* Bounding-box entries *
>> begin

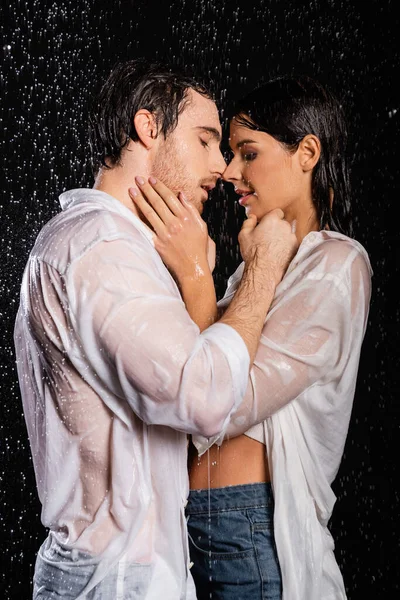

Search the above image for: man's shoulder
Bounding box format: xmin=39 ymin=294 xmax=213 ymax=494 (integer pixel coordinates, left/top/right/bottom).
xmin=31 ymin=194 xmax=152 ymax=272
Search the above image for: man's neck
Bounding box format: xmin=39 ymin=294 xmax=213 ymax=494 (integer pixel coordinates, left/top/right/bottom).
xmin=93 ymin=158 xmax=148 ymax=216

>> end

* Directions for this task *
Can you write out every line of the entries above again, requests included, with each pixel coordinate in the answers multiplied by 2.4 and rounded to a whole number, halves rounding up? Keep the numbers in the requests and their format samples unchanged, and leave the pictures out.

* Solution *
Search the above image for: man's shoulder
Bounding box format: xmin=39 ymin=294 xmax=213 ymax=494 (integer pixel coordinates, left/top/right/bottom).
xmin=74 ymin=466 xmax=365 ymax=653
Search the above image for: man's neck
Bounding box format: xmin=39 ymin=294 xmax=213 ymax=494 (integer pixel coordinates, left/top/right/bottom).
xmin=223 ymin=379 xmax=355 ymax=518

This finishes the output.